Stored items
-*-
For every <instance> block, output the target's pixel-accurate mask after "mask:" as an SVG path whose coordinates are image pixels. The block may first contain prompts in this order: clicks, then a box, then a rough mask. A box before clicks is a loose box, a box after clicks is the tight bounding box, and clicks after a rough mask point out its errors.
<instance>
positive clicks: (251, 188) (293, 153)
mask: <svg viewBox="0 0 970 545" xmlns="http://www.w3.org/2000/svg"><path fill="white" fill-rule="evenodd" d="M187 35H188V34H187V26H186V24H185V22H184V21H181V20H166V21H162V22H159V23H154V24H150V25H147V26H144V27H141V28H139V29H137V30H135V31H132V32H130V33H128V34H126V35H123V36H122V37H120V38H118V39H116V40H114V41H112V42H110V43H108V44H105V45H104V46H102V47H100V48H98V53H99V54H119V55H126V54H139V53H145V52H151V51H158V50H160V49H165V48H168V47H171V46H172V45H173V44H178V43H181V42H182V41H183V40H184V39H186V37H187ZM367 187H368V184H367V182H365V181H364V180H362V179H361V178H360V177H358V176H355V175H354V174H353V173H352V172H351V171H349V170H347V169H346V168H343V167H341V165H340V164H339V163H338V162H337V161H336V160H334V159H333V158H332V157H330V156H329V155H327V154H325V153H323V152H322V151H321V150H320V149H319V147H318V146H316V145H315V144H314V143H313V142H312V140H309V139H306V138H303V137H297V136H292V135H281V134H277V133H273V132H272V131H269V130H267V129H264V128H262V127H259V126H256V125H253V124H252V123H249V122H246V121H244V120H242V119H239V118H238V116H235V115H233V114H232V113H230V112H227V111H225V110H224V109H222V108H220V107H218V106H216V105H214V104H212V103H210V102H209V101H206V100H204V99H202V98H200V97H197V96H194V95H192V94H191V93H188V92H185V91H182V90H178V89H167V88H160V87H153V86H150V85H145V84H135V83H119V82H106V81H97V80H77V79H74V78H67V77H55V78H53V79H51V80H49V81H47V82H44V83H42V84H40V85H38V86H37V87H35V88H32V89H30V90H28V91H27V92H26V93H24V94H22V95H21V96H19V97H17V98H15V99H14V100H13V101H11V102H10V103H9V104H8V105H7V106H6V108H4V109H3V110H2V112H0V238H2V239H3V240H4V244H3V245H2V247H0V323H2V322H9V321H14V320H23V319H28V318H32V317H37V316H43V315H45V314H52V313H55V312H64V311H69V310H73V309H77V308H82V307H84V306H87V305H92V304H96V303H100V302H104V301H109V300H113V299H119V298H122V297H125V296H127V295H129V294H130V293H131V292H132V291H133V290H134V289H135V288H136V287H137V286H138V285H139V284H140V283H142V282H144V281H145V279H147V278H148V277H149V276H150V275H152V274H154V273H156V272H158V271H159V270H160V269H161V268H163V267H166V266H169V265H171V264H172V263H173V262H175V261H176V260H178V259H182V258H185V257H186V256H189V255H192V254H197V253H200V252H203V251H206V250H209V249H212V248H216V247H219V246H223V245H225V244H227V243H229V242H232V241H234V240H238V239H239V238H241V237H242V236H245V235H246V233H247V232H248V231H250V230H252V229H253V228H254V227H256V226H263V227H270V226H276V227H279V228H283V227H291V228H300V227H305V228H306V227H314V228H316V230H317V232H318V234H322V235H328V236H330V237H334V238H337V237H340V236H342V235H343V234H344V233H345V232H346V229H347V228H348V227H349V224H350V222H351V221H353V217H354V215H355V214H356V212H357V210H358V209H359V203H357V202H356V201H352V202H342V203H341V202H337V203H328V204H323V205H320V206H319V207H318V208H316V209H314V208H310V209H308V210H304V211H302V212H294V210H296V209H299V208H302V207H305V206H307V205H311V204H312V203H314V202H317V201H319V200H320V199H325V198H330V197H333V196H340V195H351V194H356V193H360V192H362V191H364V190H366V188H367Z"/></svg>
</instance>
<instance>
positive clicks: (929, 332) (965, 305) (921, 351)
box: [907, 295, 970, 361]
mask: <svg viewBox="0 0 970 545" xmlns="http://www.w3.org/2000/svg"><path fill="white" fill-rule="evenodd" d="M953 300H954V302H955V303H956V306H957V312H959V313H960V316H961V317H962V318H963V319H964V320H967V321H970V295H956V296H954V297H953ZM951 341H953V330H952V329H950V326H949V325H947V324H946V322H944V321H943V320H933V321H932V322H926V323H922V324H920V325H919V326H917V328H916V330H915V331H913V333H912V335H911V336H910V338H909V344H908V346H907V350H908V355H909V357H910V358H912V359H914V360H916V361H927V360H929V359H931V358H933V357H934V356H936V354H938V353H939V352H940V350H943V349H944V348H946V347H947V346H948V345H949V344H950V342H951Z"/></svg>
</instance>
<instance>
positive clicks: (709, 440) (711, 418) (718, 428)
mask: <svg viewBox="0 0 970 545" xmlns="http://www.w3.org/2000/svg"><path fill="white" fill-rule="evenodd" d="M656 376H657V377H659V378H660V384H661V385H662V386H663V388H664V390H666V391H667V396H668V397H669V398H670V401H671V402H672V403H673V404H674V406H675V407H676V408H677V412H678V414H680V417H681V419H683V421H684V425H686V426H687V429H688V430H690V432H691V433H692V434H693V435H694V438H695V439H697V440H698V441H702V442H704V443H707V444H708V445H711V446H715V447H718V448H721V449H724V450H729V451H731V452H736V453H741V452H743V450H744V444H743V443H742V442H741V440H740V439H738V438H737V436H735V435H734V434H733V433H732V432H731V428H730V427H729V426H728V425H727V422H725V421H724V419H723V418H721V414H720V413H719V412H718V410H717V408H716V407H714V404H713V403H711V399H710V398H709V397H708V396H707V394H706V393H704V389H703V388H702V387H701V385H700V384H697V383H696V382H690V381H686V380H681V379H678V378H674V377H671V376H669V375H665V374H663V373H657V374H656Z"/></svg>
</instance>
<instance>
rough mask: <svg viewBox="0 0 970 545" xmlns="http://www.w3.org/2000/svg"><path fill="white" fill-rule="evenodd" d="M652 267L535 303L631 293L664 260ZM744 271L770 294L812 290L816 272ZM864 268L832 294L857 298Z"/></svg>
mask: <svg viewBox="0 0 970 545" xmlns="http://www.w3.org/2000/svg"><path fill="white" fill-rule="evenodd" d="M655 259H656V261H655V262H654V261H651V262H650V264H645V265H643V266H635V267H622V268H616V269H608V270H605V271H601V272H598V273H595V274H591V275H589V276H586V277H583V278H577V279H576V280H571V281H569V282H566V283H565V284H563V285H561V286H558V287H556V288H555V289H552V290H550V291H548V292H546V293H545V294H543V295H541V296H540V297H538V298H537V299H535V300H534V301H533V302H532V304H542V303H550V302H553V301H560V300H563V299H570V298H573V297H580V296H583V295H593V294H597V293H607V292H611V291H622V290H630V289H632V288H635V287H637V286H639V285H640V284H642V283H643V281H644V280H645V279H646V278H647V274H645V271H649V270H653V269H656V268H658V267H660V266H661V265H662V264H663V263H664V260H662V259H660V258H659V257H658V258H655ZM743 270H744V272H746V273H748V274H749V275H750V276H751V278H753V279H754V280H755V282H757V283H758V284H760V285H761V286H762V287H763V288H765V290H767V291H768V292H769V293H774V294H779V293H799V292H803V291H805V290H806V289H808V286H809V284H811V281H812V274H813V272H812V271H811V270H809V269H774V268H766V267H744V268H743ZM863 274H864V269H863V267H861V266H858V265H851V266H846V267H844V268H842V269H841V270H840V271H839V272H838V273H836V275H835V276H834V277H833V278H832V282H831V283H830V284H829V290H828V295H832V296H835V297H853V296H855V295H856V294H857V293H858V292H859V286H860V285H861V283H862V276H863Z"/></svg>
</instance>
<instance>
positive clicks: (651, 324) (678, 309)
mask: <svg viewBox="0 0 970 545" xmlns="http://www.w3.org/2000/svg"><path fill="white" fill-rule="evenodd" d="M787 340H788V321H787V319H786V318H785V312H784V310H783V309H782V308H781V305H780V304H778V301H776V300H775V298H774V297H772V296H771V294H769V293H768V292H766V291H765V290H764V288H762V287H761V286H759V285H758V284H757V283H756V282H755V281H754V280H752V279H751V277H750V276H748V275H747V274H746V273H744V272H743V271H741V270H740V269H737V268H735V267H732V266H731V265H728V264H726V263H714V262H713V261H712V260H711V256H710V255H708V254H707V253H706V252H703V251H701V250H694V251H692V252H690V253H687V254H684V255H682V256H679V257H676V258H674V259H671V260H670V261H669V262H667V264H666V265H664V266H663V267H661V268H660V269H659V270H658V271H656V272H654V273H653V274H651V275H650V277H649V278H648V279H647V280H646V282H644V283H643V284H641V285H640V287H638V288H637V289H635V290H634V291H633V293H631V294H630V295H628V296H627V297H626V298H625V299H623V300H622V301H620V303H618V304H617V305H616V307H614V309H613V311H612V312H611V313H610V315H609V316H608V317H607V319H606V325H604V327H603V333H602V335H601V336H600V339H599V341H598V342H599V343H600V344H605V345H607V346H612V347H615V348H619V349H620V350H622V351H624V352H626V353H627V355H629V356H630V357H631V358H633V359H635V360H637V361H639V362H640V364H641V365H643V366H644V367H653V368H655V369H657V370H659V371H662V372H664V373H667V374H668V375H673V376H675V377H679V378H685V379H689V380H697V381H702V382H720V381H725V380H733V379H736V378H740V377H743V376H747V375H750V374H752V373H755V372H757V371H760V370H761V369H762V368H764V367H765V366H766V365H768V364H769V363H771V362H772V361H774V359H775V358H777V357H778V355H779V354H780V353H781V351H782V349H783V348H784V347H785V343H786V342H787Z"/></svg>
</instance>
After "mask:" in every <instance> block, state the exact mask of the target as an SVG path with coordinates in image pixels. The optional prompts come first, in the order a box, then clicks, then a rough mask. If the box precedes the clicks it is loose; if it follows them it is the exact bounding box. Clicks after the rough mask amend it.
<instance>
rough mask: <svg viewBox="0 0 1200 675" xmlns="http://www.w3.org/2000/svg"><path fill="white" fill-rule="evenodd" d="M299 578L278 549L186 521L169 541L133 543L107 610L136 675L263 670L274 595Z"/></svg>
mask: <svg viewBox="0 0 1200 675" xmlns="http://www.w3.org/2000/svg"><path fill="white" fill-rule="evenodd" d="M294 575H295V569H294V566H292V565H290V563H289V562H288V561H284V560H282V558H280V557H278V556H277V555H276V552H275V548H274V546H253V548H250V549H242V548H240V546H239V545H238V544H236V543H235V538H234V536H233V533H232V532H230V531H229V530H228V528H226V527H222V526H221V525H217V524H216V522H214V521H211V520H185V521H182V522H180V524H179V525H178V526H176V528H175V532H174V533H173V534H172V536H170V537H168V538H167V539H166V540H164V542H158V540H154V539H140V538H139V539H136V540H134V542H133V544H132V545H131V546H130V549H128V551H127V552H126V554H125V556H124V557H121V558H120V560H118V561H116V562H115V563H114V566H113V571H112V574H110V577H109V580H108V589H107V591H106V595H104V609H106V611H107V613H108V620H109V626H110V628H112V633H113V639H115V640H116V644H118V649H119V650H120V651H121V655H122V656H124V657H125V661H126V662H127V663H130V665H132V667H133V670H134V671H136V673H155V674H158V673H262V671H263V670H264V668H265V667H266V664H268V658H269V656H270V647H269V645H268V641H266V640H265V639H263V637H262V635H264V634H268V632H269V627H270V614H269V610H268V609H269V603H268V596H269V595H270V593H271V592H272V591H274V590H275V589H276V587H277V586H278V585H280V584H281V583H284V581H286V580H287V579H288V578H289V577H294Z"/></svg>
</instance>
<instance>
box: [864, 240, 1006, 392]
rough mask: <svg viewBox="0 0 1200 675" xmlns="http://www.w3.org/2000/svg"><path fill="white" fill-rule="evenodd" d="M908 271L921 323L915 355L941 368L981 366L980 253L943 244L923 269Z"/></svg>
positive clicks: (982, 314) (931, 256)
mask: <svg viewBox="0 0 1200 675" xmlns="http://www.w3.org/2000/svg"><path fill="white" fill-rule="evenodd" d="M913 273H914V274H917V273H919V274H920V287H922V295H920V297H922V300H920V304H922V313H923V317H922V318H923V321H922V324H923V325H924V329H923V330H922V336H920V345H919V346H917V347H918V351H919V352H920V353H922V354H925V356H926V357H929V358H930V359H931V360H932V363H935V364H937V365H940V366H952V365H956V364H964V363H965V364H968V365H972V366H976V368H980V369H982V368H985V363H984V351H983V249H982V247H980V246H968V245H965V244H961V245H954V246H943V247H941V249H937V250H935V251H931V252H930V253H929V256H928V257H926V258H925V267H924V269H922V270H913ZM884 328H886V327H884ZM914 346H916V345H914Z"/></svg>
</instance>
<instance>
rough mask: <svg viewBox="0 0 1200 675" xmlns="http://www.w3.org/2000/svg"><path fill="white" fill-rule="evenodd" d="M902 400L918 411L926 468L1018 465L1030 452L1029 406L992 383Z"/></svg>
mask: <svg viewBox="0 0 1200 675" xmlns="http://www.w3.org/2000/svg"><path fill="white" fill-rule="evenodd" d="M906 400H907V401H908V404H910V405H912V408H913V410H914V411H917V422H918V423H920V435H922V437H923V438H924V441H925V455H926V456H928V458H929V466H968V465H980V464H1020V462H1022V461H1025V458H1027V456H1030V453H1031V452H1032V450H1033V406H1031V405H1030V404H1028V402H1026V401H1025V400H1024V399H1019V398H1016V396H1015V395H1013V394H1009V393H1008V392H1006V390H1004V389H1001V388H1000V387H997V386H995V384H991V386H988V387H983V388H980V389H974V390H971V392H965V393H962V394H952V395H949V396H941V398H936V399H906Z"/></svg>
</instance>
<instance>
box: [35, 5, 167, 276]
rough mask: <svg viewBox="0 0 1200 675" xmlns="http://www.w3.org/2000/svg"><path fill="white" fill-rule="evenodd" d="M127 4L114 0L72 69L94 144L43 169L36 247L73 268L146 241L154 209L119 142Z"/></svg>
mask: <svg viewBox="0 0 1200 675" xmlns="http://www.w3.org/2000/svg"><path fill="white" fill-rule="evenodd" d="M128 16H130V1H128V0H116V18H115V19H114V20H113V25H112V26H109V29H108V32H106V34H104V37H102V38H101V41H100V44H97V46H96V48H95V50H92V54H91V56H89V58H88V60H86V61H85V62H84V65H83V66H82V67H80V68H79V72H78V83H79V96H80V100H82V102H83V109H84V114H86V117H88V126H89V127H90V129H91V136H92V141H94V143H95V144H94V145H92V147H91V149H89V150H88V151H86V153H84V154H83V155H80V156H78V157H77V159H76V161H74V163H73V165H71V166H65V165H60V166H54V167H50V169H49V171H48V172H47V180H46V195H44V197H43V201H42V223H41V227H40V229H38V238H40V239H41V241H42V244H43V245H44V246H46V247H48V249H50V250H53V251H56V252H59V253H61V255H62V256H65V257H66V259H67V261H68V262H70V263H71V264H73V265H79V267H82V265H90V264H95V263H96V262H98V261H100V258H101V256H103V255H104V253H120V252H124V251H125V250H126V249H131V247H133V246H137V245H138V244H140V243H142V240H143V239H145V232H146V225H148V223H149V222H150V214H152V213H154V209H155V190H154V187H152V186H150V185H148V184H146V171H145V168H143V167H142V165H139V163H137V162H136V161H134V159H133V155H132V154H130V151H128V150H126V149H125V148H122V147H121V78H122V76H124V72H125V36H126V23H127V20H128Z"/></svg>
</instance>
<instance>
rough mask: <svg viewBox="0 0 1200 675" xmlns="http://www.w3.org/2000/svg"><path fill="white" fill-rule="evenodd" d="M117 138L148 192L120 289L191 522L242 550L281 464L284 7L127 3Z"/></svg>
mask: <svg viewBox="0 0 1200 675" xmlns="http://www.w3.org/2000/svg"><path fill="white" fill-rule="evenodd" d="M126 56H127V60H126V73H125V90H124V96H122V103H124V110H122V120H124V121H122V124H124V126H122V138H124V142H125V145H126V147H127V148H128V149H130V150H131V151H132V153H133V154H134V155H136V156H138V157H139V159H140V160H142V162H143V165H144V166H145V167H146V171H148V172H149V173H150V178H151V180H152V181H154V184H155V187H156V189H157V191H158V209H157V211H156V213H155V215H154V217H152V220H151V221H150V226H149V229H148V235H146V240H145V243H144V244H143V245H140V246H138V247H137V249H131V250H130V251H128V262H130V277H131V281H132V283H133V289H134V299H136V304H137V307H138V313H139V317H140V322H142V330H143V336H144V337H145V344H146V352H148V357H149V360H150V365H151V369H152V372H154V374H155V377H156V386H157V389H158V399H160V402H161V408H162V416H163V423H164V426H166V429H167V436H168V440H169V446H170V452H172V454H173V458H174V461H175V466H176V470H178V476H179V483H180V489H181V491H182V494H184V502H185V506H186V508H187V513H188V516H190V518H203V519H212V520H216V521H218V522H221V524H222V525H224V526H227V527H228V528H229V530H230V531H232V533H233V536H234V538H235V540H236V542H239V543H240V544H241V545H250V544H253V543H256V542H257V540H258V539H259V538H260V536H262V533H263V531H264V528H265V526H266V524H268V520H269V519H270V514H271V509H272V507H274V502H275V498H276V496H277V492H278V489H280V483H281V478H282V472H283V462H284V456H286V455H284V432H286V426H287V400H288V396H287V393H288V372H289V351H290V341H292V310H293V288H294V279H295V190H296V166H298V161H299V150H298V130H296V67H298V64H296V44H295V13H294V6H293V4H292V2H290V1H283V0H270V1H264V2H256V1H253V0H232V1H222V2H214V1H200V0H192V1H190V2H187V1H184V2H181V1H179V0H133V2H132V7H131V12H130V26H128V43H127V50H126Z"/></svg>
-*-
▶ _Your assignment_
From the data above, copy each line with the string "after" in it.

▶ _Solution for this problem_
For every <instance> block, output the target's pixel-accurate mask after "mask:" as an SVG path whose coordinates are image pixels. The block may first contain prompts in this order: clicks, then a box, then a rough mask. A box before clicks is a loose box, a box after clicks is the tight bounding box, and clicks after a rough mask point out its errors.
After "mask:" in every <instance> block, state the exact mask of the target as an SVG path with coordinates in image pixels. The optional prompts come first, in the order a box, then clicks, then a rough mask. If the box precedes the clicks it is loose; if it follows them it is the exact bounding box. Clicks after the rough mask amend it.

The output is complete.